▸ **STATED GOAL**
Only the lines from the one containing "task | mark one point on each instance of the blossom" through the final line of the material below should be output, exactly as they stand.

(Records)

▬▬▬▬▬▬

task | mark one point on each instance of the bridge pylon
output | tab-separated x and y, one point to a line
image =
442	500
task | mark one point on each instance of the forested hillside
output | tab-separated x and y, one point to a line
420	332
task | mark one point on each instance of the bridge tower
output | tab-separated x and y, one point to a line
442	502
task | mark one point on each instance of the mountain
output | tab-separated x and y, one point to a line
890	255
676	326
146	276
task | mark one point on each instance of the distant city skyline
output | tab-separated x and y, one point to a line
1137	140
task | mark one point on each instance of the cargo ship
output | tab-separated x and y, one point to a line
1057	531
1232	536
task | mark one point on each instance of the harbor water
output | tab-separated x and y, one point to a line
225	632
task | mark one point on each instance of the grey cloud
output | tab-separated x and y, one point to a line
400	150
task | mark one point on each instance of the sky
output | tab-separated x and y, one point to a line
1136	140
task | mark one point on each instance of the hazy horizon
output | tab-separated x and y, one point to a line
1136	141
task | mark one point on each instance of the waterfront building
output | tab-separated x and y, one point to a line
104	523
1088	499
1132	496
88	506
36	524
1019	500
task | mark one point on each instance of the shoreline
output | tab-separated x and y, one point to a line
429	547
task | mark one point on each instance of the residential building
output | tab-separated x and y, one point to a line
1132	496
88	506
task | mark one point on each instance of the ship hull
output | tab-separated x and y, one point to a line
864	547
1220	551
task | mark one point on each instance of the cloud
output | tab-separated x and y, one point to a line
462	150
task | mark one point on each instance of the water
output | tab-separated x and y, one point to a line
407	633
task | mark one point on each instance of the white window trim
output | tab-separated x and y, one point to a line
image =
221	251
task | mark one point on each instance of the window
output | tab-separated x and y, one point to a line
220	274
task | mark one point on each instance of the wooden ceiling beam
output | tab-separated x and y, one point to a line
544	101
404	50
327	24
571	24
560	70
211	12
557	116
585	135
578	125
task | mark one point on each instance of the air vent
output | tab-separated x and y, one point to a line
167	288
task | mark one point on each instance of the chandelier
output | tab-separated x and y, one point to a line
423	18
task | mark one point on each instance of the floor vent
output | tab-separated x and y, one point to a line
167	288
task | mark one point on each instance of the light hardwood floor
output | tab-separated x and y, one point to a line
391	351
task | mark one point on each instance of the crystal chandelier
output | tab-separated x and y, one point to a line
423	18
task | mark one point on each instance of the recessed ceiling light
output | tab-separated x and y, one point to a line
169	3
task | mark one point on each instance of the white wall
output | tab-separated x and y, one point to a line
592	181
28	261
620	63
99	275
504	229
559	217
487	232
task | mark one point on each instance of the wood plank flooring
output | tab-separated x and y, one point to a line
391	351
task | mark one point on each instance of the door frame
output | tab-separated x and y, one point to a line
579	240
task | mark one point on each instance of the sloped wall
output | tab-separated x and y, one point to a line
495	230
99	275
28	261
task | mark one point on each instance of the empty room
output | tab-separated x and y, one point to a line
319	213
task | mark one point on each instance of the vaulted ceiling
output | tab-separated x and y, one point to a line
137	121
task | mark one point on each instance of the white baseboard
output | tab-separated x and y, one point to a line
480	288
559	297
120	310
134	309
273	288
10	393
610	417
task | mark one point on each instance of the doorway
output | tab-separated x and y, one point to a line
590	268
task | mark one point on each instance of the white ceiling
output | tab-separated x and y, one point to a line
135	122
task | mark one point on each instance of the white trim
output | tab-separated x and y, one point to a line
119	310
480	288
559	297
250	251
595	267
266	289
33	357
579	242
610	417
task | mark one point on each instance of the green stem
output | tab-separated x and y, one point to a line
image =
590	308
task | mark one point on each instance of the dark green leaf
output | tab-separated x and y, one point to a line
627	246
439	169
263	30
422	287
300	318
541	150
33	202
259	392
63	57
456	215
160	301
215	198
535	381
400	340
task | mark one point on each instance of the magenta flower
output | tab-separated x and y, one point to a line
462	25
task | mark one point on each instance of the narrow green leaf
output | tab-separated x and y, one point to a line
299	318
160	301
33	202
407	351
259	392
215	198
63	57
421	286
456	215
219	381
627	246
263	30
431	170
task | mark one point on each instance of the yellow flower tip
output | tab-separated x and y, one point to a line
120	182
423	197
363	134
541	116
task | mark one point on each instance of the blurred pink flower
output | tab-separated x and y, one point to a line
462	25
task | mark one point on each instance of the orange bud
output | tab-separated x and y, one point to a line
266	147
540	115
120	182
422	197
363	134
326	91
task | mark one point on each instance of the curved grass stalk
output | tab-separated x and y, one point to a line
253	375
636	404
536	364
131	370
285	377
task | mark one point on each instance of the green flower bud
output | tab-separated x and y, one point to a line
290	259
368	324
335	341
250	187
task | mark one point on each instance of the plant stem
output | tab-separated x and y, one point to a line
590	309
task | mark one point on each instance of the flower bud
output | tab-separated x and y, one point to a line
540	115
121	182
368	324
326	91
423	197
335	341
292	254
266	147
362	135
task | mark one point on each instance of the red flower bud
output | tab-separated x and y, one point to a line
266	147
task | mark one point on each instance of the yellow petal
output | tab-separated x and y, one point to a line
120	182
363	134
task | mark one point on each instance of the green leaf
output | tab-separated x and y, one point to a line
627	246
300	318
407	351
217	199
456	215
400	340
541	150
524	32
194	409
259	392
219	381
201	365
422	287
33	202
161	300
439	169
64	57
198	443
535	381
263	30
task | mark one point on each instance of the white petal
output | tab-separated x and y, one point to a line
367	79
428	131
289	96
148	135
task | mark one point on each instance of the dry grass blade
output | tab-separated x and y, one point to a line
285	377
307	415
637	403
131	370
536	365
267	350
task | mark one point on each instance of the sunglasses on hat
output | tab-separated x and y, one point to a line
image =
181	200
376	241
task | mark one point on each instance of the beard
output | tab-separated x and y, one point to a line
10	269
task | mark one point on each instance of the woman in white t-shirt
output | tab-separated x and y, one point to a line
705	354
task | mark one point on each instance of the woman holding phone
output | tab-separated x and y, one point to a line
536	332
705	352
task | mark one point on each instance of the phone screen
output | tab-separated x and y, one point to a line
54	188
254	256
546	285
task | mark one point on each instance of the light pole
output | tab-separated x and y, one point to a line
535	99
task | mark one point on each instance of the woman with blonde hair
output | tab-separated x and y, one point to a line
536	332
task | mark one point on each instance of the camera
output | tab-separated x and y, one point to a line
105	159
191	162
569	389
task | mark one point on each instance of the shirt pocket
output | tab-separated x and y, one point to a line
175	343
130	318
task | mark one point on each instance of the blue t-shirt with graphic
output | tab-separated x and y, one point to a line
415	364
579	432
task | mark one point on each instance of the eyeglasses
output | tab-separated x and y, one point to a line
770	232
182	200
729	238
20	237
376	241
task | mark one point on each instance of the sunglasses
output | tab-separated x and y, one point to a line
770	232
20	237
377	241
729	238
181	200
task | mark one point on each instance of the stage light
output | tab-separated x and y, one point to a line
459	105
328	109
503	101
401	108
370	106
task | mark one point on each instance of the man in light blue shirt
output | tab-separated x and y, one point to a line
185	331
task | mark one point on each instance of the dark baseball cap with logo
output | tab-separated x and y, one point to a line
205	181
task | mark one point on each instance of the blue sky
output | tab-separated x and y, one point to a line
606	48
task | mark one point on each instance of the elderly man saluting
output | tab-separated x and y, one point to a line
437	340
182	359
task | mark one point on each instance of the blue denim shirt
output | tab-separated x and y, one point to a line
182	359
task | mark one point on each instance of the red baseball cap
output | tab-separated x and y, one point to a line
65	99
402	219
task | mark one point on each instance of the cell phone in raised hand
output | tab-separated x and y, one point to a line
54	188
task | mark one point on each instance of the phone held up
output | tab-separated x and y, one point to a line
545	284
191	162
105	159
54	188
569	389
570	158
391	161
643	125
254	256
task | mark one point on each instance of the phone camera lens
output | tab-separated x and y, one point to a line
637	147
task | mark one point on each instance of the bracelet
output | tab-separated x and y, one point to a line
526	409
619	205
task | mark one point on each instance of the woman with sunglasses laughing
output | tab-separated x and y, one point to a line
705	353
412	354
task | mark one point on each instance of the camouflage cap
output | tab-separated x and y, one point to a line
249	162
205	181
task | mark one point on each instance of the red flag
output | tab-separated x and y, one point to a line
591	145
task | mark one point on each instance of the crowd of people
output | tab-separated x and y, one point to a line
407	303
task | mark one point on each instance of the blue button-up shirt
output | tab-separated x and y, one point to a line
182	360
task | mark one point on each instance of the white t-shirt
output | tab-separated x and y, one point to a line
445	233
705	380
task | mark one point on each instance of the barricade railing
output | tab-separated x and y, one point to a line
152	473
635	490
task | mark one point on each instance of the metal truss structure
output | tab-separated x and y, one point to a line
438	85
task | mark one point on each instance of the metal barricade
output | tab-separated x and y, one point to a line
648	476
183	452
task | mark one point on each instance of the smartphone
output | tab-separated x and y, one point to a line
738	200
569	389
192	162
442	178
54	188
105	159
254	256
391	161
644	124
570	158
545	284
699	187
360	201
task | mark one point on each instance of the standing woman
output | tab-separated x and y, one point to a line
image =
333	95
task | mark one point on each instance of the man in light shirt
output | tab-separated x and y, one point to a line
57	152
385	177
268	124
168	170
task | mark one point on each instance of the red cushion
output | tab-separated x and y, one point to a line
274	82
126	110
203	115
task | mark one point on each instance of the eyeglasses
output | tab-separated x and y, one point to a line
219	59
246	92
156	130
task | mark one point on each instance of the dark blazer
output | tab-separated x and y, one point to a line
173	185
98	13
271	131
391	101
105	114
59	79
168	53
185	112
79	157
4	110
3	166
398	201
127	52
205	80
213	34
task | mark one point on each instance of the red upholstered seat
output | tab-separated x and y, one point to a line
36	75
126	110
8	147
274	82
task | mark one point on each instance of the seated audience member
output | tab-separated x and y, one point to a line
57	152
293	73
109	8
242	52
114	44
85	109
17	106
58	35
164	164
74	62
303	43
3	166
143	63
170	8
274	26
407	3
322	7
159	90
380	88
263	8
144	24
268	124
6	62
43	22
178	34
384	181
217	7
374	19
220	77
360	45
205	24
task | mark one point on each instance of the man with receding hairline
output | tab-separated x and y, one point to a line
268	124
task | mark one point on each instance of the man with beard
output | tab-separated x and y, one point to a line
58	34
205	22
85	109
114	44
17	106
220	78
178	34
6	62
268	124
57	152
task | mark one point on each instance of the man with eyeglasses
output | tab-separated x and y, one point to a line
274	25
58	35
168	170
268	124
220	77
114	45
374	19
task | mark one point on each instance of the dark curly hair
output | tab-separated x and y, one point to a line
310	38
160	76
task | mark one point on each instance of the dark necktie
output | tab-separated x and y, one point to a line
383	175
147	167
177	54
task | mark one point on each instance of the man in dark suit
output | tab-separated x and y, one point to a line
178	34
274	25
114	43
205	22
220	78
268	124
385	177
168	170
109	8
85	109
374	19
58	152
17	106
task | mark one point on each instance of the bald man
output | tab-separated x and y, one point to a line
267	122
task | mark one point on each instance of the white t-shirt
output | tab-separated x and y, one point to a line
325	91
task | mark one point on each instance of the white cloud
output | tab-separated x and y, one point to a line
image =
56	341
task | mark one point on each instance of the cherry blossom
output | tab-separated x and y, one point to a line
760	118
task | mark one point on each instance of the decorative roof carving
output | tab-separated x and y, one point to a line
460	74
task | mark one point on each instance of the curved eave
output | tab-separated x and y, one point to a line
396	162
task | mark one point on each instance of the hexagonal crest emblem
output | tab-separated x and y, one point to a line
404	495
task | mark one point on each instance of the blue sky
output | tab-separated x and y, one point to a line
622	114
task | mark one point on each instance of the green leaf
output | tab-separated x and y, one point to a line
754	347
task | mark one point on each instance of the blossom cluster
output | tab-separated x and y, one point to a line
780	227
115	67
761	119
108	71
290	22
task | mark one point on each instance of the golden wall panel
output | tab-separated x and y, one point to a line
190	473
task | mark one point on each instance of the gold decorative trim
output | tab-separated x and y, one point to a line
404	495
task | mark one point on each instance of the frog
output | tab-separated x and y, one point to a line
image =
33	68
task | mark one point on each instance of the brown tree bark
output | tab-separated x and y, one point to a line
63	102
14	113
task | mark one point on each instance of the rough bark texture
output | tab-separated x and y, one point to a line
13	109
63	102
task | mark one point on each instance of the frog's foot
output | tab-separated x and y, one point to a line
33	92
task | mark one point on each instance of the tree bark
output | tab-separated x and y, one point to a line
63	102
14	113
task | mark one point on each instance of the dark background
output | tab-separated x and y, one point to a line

▬▬▬▬▬▬

▸ **CORRECT RESULT**
task | mark one point on each instance of the blossom cluster
output | tab-separated x and y, one point to a line
780	227
115	67
761	119
108	71
290	22
task | mark one point on each instance of the golden wall panel
output | tab-separated x and y, one point to a line
190	473
task | mark one point on each instance of the gold decorative trim
output | tab-separated x and y, one point to a line
404	495
task | mark one point on each instance of the frog
output | tab-separated x and y, one point to a line
image =
33	68
task | mark one point on each instance of the brown tree bark
output | tab-separated x and y, one point to a line
63	102
14	113
task | mark one point on each instance of the rough bark texture
output | tab-separated x and y, one point to a line
13	109
63	102
task | mark one point on each instance of the frog's foot
output | tab-separated x and y, one point to a line
33	92
task | mark one point on each instance of the tree bark
output | tab-separated x and y, one point to a line
63	102
14	113
task | mark one point on each instance of the dark background
output | tab-separated x and y, one point to a line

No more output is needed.